Start of QUOTED PASSAGE
Vladimir Nabokov

shadowgraphs & very illuminating graphs in Lolita

By Alexey Sklyarenko , 20 November, 2025

In his Foreword to Humbert Humbert's manuscript John Ray, Jr. (a character in VN's novel Lolita, 1955) mentions Mr. "Windmuller," the "Ramsdale" lawyer who desires his identity suppressed so that “the long shadow of this sorry and sordid business” should not reach the community to which he is proud to belong:

 

“Lolita, or the Confession of a White Widowed Male,” such were the two titles under which the writer of the present note received the strange pages it preambulates. “Humbert Humbert,” their author, had died in legal captivity, of coronary thrombosis, on November 16, 1952, a few days before his trial was scheduled to start. His lawyer, my good friend and relation, Clarence Choate Clark, Esq., now of he District of Columbia bar, in asking me to edit the manuscript, based his request on a clause in his client’s will which empowered my eminent cousin to use the discretion in all matters pertaining to the preparation of “Lolita” for print. Mr. Clark’s decision may have been influenced by the fact that the editor of his choice had just been awarded the Poling Prize for a modest work (“Do the Senses make Sense?”) wherein certain morbid states and perversions had been discussed.

My task proved simpler than either of us had anticipated. Save for the correction of obvious solecisms and a careful suppression of a few tenacious details that despite “H. H.”‘s own efforts still subsisted in his text as signposts and tombstones (indicative of places or persons that taste would conceal and compassion spare), this remarkable memoir is presented intact. Its author’s bizarre cognomen is his own invention; and, of course, this mask - through which two hypnotic eyes seem to glow - had to remain unlifted in accordance with its wearer’s wish. While “Haze” only rhymes with the heroine’s real surname, her first name is too closely interwound with the inmost fiber of the book to allow one to alter it; nor (as the reader will perceive for himself) is there any practical necessity to do so. References to “H. H.”‘s crime may be looked up by the inquisitive in the daily papers for September-October 1952; its cause and purpose would have continued to come under my reading lamp.

For the benefit of old-fashioned readers who wish to follow the destinies of the “real” people beyond the “true” story, a few details may be given as received from Mr. “Windmuller,” of “Ramsdale,” who desires his identity suppressed so that “the long shadow of this sorry and sordid business” should not reach the community to which he is proud to belong. His daughter, “Louise,” is by now a college sophomore, “Mona Dahl” is a student in Paris. “Rita” has recently married the proprietor of a hotel in Florida. Mrs. “Richard F. Schiller” died in childbed, giving birth to a stillborn girl, on Christmas Day 1952, in Gray Star, a settlemen in the remotest Northwest. “Vivian Darkbloom” has written a biography, “My Cue,” to be publshed shortly, and critics who have perused the manuscript call it her best book. The caretakers of the various cemeteries involved report that no ghosts walk.

 

“The long shadow of this sorry and sordid business” brings to mind shadowgraphs mentioned by Lolita as she tells Humbert about her stay in Camp Q:

 

“We washed zillions of dishes. ‘Zillions’ you know is schoolmarm’s slang for many-many-many-many. Oh yes, last but not least, as Mother says - Now let me see - what was it? I know we made shadowgraphs. Gee, what fun.” (1.27)
End of QUOTED PASSAGE
▸ THE TASK
Copy the Lolita Foreword passage again, starting with "For the benefit" and ending after "no ghosts walk.", and swap "Florida" for "California". The listing that comes next has nothing to do with the work on this text.
Start of PROVIDED RECORDS
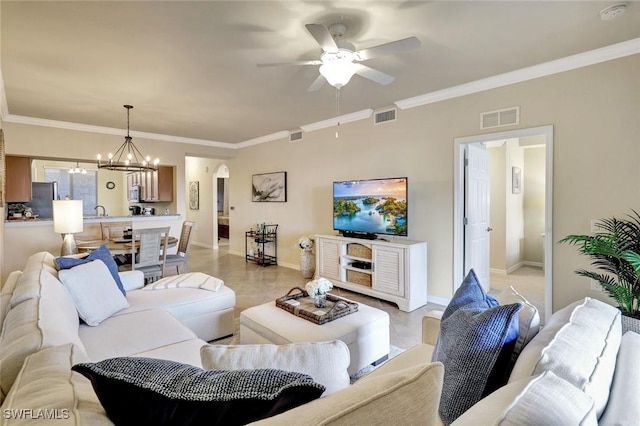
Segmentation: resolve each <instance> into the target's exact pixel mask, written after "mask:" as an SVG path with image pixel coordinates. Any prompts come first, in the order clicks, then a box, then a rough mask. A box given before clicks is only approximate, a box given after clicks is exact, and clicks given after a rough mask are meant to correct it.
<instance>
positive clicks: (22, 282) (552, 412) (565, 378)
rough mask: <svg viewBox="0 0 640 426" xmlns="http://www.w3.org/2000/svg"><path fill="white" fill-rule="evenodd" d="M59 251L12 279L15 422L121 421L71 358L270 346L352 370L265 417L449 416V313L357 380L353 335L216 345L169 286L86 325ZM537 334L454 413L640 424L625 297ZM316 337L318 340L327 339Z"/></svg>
mask: <svg viewBox="0 0 640 426" xmlns="http://www.w3.org/2000/svg"><path fill="white" fill-rule="evenodd" d="M52 260H53V257H52V256H51V255H50V254H48V253H38V254H36V255H34V256H31V258H30V259H29V260H28V261H27V264H26V265H25V267H24V269H23V271H22V272H14V273H12V274H11V276H10V277H9V279H8V280H7V282H6V283H5V285H4V286H3V288H2V292H1V296H2V297H1V302H2V311H1V312H2V317H1V318H0V319H2V335H1V336H0V348H1V349H0V363H1V368H2V374H1V377H0V386H1V388H2V392H3V393H2V396H3V399H4V402H3V404H2V407H1V409H0V410H1V411H0V412H1V413H2V417H3V421H4V422H5V423H6V424H9V425H13V424H31V423H33V424H43V423H45V422H43V419H50V420H51V423H55V424H81V425H85V424H86V425H100V424H112V423H111V421H110V420H109V418H108V417H107V415H106V413H105V410H104V408H103V407H102V405H101V404H100V401H99V399H98V397H97V395H96V393H95V391H94V389H93V387H92V386H91V383H90V382H89V380H87V379H86V378H85V377H84V376H82V375H80V374H79V373H76V372H74V371H72V370H71V367H72V366H73V365H75V364H77V363H87V362H96V361H99V360H102V359H105V358H108V357H115V356H127V357H128V356H144V357H150V358H160V359H167V360H173V361H177V362H181V363H185V364H190V365H194V366H196V367H200V366H202V365H205V364H206V367H207V368H208V369H216V368H220V369H222V368H228V369H251V368H264V364H265V363H266V364H271V361H269V358H268V357H272V359H273V360H279V362H278V363H277V364H278V365H275V366H274V368H282V366H284V365H288V364H289V361H286V358H283V357H285V356H290V357H292V358H290V359H291V360H295V359H297V360H299V361H300V362H298V363H297V364H296V365H299V366H300V368H303V364H304V362H303V361H307V363H311V364H314V368H322V363H323V362H326V363H327V365H330V364H333V366H332V367H331V368H337V370H336V371H337V372H336V376H340V377H338V378H337V379H336V383H335V385H336V386H335V387H334V388H333V389H331V390H332V393H330V394H328V393H327V394H325V395H324V396H322V397H321V398H319V399H316V400H314V401H311V402H309V403H307V404H304V405H302V406H299V407H297V408H294V409H291V410H289V411H286V412H284V413H282V414H279V415H276V416H273V417H269V418H266V419H263V420H259V421H257V422H254V423H253V424H256V425H265V426H266V425H274V426H275V425H278V426H281V425H300V424H304V425H320V424H322V425H347V424H352V425H355V424H380V425H382V424H385V425H386V424H398V425H431V424H442V421H441V419H440V417H439V415H438V406H439V404H440V401H441V393H442V388H443V376H444V373H445V372H444V367H443V364H442V363H440V362H431V357H432V354H433V352H434V347H435V346H436V342H437V340H438V338H439V330H440V326H441V324H444V322H442V323H441V321H440V315H439V314H437V313H434V314H430V315H427V316H425V317H424V318H423V324H422V326H423V330H422V331H423V342H424V343H422V344H420V345H417V346H415V347H414V348H412V349H409V350H407V351H405V352H404V353H402V354H400V355H399V356H396V357H395V358H393V359H391V360H389V361H388V362H387V363H385V364H383V365H382V366H380V367H379V368H378V369H376V370H375V371H373V372H372V373H370V374H369V375H367V376H365V377H364V378H362V379H360V380H358V381H357V382H356V383H355V384H353V385H348V384H347V383H345V380H346V379H345V377H348V375H346V367H347V365H348V359H349V357H348V353H346V354H345V353H344V352H345V351H346V349H345V348H346V346H345V345H344V344H335V342H334V343H333V345H332V346H331V347H329V348H328V349H327V347H326V346H322V347H324V350H330V351H334V352H330V353H324V355H323V353H322V352H317V351H316V352H314V354H312V355H313V356H315V357H311V356H310V357H309V358H306V357H305V356H304V352H302V353H301V355H300V356H296V353H295V352H293V353H292V352H289V353H288V355H282V353H281V352H280V351H281V349H275V348H266V347H265V346H264V345H255V347H253V348H252V347H251V346H246V347H243V346H242V345H241V346H223V345H209V344H207V343H206V342H205V341H204V340H203V339H201V338H199V337H198V336H197V335H196V333H194V331H193V330H191V329H189V328H188V327H186V326H185V325H184V323H182V322H181V321H182V320H180V319H179V318H178V319H176V317H174V315H176V316H179V315H180V314H181V312H184V311H182V310H181V309H176V310H175V311H174V313H173V315H172V314H171V313H169V310H170V309H173V308H174V307H172V306H170V303H168V301H167V300H164V301H163V302H162V303H160V302H158V303H159V305H161V306H162V307H163V308H166V310H165V309H157V308H154V307H152V306H151V305H152V304H153V303H151V302H150V301H149V300H146V299H145V302H144V303H143V302H141V301H138V299H137V298H138V297H139V298H140V299H142V298H143V297H146V294H147V293H152V294H154V295H155V294H158V295H159V294H160V292H162V291H168V290H152V291H150V292H149V291H145V290H130V291H129V292H128V296H127V299H128V300H130V306H129V308H127V309H125V310H122V311H121V312H118V313H117V314H116V315H114V316H112V317H110V318H108V319H106V320H104V321H103V322H102V323H101V324H100V325H98V326H96V327H89V326H86V325H82V324H80V323H79V320H78V313H77V311H76V308H75V307H74V303H73V300H72V299H71V297H70V296H69V294H68V293H67V292H66V291H65V288H64V287H63V285H61V284H60V281H58V279H57V278H56V270H55V268H54V267H53V263H52ZM123 281H124V282H125V285H126V286H127V287H128V288H129V289H131V288H133V287H136V285H133V283H132V281H136V282H137V279H136V278H135V277H129V276H127V275H125V276H124V280H123ZM175 290H190V289H175ZM156 291H157V292H158V293H155V292H156ZM202 291H208V290H202ZM143 292H144V293H143ZM133 294H136V296H135V297H132V296H133ZM222 294H223V295H224V293H222ZM152 297H156V296H152ZM158 297H159V296H158ZM229 297H231V295H229ZM509 302H511V301H509ZM180 303H184V301H182V302H180ZM440 314H441V313H440ZM185 322H187V323H188V321H185ZM196 330H198V328H196ZM223 333H224V331H223ZM528 337H529V338H531V340H530V341H529V342H528V343H526V345H525V346H524V348H523V349H522V351H521V353H520V355H519V357H518V359H517V361H516V363H515V367H514V368H513V371H512V373H511V374H510V377H509V381H508V384H506V385H504V386H502V387H501V388H499V389H498V390H496V391H495V392H493V393H491V394H490V395H488V396H486V397H484V398H482V399H481V400H480V401H479V402H477V403H476V404H475V405H473V406H472V407H470V408H469V409H468V411H466V412H465V413H463V414H462V415H461V416H459V417H458V418H457V419H456V420H455V421H454V422H453V423H452V424H454V425H455V426H460V425H462V426H464V425H477V424H482V425H489V424H535V425H542V424H580V425H590V424H604V425H633V424H637V419H638V418H640V403H639V401H640V387H638V386H637V384H638V383H639V382H640V363H638V362H637V360H638V357H639V355H640V335H638V334H635V333H632V332H627V333H626V334H625V335H624V336H623V335H622V331H621V326H620V314H619V311H618V310H617V309H615V308H613V307H611V306H609V305H607V304H605V303H602V302H599V301H597V300H593V299H589V298H586V299H583V300H579V301H577V302H575V303H574V304H572V305H570V306H567V307H565V308H564V309H561V310H559V311H558V312H556V313H555V314H554V315H553V316H552V317H551V318H550V320H549V321H548V322H547V324H546V325H545V326H544V327H543V328H542V330H541V331H540V332H539V333H538V334H537V335H535V336H533V335H530V336H528ZM338 343H341V342H338ZM303 346H304V344H303ZM309 347H311V350H312V351H313V350H315V348H316V347H320V345H318V344H309ZM332 348H333V349H332ZM306 349H307V348H304V347H303V348H301V349H300V350H301V351H305V350H306ZM296 350H298V349H296ZM287 351H288V349H287ZM332 353H333V354H338V355H339V357H333V356H332V355H331V354H332ZM212 354H213V355H212ZM274 362H275V361H274ZM261 364H262V365H261ZM475 367H476V368H477V367H480V368H481V367H482V366H475ZM296 368H298V367H296ZM343 370H344V371H343ZM442 400H443V399H442ZM24 410H32V411H30V412H28V413H26V414H25V411H24ZM18 414H20V416H22V417H23V418H22V419H19V418H18ZM38 416H39V417H38ZM634 422H635V423H634Z"/></svg>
End of PROVIDED RECORDS
▸ YOUR RESPONSE
For the benefit of old-fashioned readers who wish to follow the destinies of the “real” people beyond the “true” story, a few details may be given as received from Mr. “Windmuller,” of “Ramsdale,” who desires his identity suppressed so that “the long shadow of this sorry and sordid business” should not reach the community to which he is proud to belong. His daughter, “Louise,” is by now a college sophomore, “Mona Dahl” is a student in Paris. “Rita” has recently married the proprietor of a hotel in California. Mrs. “Richard F. Schiller” died in childbed, giving birth to a stillborn girl, on Christmas Day 1952, in Gray Star, a settlemen in the remotest Northwest. “Vivian Darkbloom” has written a biography, “My Cue,” to be publshed shortly, and critics who have perused the manuscript call it her best book. The caretakers of the various cemeteries involved report that no ghosts walk.